Data entries:

━━━━━━━━

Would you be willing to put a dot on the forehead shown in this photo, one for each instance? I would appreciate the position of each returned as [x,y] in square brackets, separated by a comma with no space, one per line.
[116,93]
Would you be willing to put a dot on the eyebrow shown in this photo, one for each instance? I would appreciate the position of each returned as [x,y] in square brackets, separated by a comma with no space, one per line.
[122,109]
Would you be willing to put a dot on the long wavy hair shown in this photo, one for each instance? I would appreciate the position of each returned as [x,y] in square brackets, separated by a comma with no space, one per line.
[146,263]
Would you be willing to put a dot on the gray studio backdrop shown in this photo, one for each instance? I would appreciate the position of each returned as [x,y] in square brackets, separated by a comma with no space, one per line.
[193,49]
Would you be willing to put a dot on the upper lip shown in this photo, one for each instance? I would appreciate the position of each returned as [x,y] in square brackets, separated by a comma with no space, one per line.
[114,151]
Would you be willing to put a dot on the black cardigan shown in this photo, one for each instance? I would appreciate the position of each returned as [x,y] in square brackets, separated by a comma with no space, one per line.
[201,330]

━━━━━━━━

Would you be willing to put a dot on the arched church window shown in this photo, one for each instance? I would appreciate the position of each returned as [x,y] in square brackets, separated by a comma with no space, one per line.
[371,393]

━━━━━━━━

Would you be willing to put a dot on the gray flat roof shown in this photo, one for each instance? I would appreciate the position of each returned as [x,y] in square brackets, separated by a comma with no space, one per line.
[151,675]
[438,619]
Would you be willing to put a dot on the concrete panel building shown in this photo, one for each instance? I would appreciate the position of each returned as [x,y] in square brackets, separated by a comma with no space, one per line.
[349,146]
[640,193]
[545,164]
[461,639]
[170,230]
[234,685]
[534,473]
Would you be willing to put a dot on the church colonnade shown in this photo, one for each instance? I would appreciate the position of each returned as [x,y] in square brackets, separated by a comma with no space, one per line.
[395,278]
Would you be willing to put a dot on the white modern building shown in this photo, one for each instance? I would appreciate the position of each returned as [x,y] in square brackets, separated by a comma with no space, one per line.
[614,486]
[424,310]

━━━━━━━━

Prompt: Locate every line in the records that contains the word "upper" and copy each one.

Problem solution:
Would you be willing to put a dot on the upper lip shown in this photo, one for each instance? I would appreciate the position of each returned as [x,y] in square brackets, separated by a comma with no space, one per line.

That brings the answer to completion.